● Written task 1:
In the Loughborough Corinthians article, which season gave the club its best Midland League finish?

● Source passage:
● ● ● ● ● ● ●

Loughborough Corinthians
- Nickname(s): the Corries
- Founded: 1896
- Dissolved: 1934
- Ground: Brown's Lane
| Home colours | Away colours |

= Loughborough Corinthians F.C. =

Loughborough Corinthians F.C. was an English football club based in Loughborough, Leicestershire, that played in the Midland League.

==History==

The club was founded in 1896 by former pupils of the local grammar school. It joined the Midland League in 1925, and played in the competition for eight seasons, its best finish being 6th (out of 26) in 1929–30.

The club's final triumph, in the 1933–34 Leicestershire Senior Cup, which the club won by beating Leicester City Reserves 3–2, was bittersweet; in deep financial difficulties, the club did not re-join the Central Combination for 1934–35. The local council duly seized and sold the ground later that year in lieu of unpaid rates, forcing the club to shut down, and, despite the directors hoping to revive the club, they were never able to do so. The most valuable of the club's assets - which only covered a fifth of the outstanding rates - was a roller, sold for £8 to Shepshed.

==Colours==

The club's traditional colours were blue jerseys and white shorts; their change strip was white. In its last years the club changed the shirt design by adding white sleeves.

● ● ● ● ● ● ●

● Task data:
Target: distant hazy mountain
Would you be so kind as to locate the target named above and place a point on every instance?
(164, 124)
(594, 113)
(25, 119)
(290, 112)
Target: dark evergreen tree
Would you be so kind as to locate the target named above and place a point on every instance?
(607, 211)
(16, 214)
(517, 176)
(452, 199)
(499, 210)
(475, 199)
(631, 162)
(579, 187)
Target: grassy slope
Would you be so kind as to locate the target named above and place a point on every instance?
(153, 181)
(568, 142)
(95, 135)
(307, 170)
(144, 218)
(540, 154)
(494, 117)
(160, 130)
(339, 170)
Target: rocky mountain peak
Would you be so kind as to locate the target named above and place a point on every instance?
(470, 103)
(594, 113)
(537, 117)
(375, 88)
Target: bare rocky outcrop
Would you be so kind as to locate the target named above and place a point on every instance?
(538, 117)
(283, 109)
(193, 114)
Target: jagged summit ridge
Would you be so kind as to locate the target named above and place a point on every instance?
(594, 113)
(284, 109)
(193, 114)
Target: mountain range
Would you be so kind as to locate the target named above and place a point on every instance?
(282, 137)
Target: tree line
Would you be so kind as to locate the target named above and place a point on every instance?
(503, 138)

● ● ● ● ● ● ●

● Written task 2:
Put the entries, from the line containing "Target: rocky mountain peak" through the last line of the entries, into a Markdown table with the columns Row and Line. Number each row and leave out blank lines.

● Written answer 1:
1929–30, when it finished 6th out of 26.

● Written answer 2:
| Row | Line |
|---|---|
| 1 | Target: rocky mountain peak |
| 2 | Would you be so kind as to locate the target named above and place a point on every instance? |
| 3 | (470, 103) |
| 4 | (594, 113) |
| 5 | (537, 117) |
| 6 | (375, 88) |
| 7 | Target: bare rocky outcrop |
| 8 | Would you be so kind as to locate the target named above and place a point on every instance? |
| 9 | (538, 117) |
| 10 | (283, 109) |
| 11 | (193, 114) |
| 12 | Target: jagged summit ridge |
| 13 | Would you be so kind as to locate the target named above and place a point on every instance? |
| 14 | (594, 113) |
| 15 | (284, 109) |
| 16 | (193, 114) |
| 17 | Target: mountain range |
| 18 | Would you be so kind as to locate the target named above and place a point on every instance? |
| 19 | (282, 137) |
| 20 | Target: tree line |
| 21 | Would you be so kind as to locate the target named above and place a point on every instance? |
| 22 | (503, 138) |